• _What to do_
**a)** In the passage about the failed Jeep and laptop, what was the weather like on Friday afternoon when the Jeep would not start?
**b)** List every vehicle and electronic device the passage about the failed Jeep and laptop mentions.
**c)** From the passage about the failed Jeep and laptop, pull out the text from "Later Friday afternoon, I" up to and including "dilly of a day.".

Later Friday afternoon, I needed to run some errands. I made myself presentable, and armed wtih my list of to-do's, headed out the door.  As soon as I opened the door of my Jeep, the feebleness of the "keys left in the ignition" dings made my heart sink.  I had been having trouble starting it of late, but my husband assured me it was because it had been so cold at night.  So much for that theory: here it was sunny and 48 degrees out and all I could get out of it was a half-hearted "rrrrr...rrrrr... click, click, click".  It was the perfect capper to a dilly of a day. 

So, on Saturday with the beginning stages of a techno-phobia forming, I decided to enlist the aid of a neighbor's teenaged son to try to figure out why my new laptop wouldn't connect to the internet via wi-fi.  I had been trying on my own for nearly a week, and had finally come to the conclusion that it was beyond me.  Imagine my non-surprise when it became apparent that it wasn't me, but technology that had once again failed.  Even with an available wi-fi signal (as evidenced by another laptop and two smart phones being able to access it) my computer insisted that no connection was available.  Helpfully it suggested that I contact the manufacturer via the internet (!) if I needed additional help.  To say that I was now completely and thoroughly disgusted with anything that post-dated the Civil War would be a grievous understatement.

• _Record extracts_
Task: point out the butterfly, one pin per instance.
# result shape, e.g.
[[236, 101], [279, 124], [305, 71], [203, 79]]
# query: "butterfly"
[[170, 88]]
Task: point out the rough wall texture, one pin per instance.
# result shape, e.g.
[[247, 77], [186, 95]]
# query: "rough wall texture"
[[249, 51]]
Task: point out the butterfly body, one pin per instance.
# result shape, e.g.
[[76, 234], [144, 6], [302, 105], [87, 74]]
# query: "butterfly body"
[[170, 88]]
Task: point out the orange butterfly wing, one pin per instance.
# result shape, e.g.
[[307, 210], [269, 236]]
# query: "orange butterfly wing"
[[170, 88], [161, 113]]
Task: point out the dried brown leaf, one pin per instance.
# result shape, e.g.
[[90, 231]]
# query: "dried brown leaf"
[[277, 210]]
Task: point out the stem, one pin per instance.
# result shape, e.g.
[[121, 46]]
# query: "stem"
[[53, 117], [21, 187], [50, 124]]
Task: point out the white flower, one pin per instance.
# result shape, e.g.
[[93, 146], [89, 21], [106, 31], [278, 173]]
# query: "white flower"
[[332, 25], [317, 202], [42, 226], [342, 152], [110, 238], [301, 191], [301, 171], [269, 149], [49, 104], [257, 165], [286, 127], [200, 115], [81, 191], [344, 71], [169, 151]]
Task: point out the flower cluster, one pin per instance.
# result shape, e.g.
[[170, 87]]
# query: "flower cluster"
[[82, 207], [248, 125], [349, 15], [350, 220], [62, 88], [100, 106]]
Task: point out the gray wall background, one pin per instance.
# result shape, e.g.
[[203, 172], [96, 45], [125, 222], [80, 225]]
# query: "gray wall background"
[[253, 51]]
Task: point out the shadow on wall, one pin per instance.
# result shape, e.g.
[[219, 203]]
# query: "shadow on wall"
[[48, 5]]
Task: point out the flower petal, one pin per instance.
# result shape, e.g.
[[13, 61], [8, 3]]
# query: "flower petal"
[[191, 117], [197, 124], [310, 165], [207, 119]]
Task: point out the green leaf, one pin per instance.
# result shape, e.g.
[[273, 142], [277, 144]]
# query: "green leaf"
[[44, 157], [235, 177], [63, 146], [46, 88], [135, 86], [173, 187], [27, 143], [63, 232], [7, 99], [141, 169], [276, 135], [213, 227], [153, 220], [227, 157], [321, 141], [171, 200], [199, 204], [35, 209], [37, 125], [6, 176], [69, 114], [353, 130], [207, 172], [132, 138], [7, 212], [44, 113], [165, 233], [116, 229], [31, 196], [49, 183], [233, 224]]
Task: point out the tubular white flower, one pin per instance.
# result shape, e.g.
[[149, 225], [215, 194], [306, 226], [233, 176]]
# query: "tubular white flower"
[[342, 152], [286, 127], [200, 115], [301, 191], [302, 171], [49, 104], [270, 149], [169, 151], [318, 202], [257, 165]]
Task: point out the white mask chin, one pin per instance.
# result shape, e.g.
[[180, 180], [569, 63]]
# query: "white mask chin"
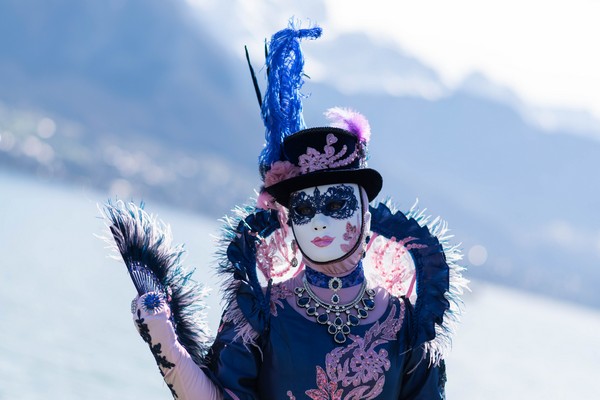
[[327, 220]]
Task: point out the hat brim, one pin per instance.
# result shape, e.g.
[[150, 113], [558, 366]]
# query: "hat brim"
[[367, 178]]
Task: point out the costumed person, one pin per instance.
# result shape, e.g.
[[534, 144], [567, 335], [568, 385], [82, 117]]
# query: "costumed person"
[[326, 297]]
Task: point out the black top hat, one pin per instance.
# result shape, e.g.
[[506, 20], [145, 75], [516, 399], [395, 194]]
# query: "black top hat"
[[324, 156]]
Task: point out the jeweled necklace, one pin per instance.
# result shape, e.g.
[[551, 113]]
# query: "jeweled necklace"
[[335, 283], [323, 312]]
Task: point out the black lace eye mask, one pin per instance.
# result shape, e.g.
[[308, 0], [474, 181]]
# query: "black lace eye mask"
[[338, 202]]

• _Outputs_
**a)** It was sunny and 48 degrees.

**b)**
- The Jeep
- The new laptop
- Another laptop
- Two smart phones

**c)**
Later Friday afternoon, I needed to run some errands. I made myself presentable, and armed wtih my list of to-do's, headed out the door.  As soon as I opened the door of my Jeep, the feebleness of the "keys left in the ignition" dings made my heart sink.  I had been having trouble starting it of late, but my husband assured me it was because it had been so cold at night.  So much for that theory: here it was sunny and 48 degrees out and all I could get out of it was a half-hearted "rrrrr...rrrrr... click, click, click".  It was the perfect capper to a dilly of a day.